* _Required action_: Only the lines from the one holding "Query: white dress shirt" through the end of the records below are to be reproduced exactly, and pictures are to be omitted.
*** Study material Section Begins ***
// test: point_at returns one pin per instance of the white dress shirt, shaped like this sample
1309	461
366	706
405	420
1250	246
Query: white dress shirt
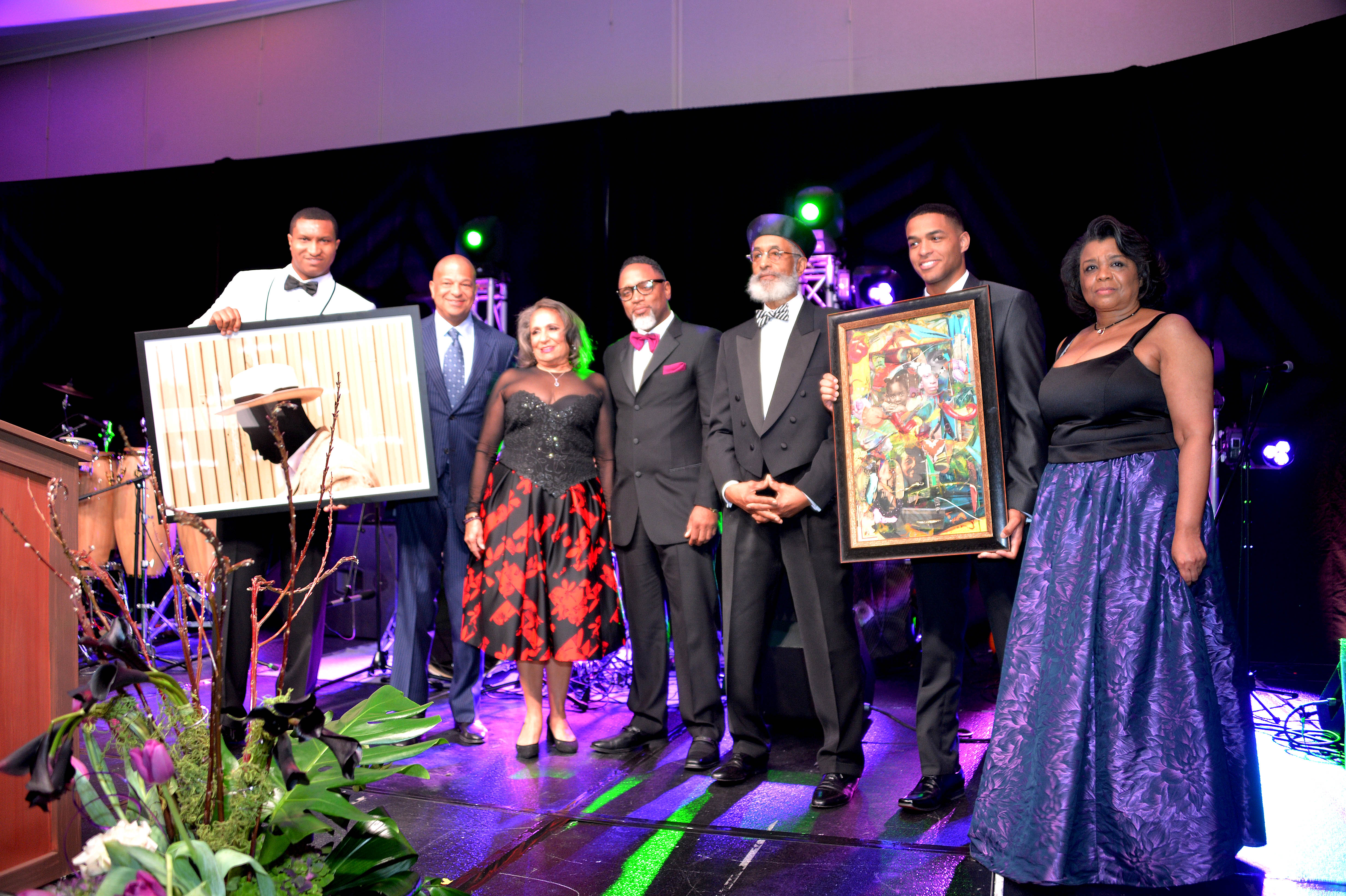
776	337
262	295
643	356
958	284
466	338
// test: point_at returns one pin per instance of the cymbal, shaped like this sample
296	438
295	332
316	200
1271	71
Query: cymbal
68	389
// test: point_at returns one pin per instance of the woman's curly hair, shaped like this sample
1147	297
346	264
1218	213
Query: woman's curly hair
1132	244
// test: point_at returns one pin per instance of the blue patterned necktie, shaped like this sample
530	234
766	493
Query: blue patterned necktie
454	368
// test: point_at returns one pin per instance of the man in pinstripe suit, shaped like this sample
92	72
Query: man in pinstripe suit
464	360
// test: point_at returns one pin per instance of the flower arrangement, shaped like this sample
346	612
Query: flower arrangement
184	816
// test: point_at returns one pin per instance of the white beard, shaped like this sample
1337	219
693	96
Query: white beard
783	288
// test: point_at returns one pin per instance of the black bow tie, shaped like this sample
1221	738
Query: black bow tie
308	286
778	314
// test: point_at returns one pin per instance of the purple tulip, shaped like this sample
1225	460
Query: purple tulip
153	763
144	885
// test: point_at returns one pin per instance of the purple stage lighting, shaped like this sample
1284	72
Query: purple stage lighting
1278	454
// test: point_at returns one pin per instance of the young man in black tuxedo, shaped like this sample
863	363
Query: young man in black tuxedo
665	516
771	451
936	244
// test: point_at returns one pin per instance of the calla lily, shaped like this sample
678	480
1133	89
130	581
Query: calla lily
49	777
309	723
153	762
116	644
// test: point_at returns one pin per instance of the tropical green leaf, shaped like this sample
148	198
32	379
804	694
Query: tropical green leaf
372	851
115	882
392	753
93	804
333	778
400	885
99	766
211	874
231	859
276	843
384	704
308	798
*** Study material Section Ends ***
* _Output for this task_:
Query: white dress shirt
776	337
262	295
643	356
958	284
466	338
// test: point_at returns one pin per instance of the cymbal, shaped like this sample
296	438
295	332
316	200
1271	71
Query: cymbal
68	389
// test: point_at returns one pin per instance of the woman's curly hair, shaped like this sample
1147	297
346	264
1218	213
Query: woman's curly hair
1132	244
// test: point_at returns one pin per instance of the blue patterned necktie, shaped like this sample
530	234
766	493
Query: blue patterned necktie
454	368
// test: point_at returns one pin per instance of the man in pinstripe suit, shaped like this sample
92	72
Query: man in pinstripe suit
464	360
// test: point_at returns one pin per instance of the flower arrangement, shaped like this sample
346	612
Query: flower arrangement
184	816
// test: point_at returns one pin per instance of the white beard, shaped like this sample
1337	219
693	96
Query: white beard
783	288
// test: point_at returns one pin per instance of the black bow tie, shaped like this sample
1221	738
Query: black bow tie
308	286
778	314
// test: point_at returns one pin per instance of the purple tulip, shaped like this sample
1225	460
Query: purple tulip
153	763
144	885
// test: point_at returns one pin per instance of the purple stage lighting, shaped like this sample
1284	72
Query: purple stage lighting
1278	454
// test: point_at returns one pin per instance of the young man in black tuxedo, shaped like this sample
863	363
Query: young man in black tuxedo
665	516
771	451
936	244
// test: point_at returns one pin per instance of the calla lily, shaped like this sample
678	480
1133	89
130	581
Query: calla lily
49	777
309	723
153	762
116	644
// test: point_at returns one pin per instance of the tropical green leaf, shaped like this sample
148	198
32	379
804	694
Query: tropical green leaf
372	851
115	882
392	753
93	804
333	778
400	885
99	766
211	874
231	859
276	843
384	704
308	798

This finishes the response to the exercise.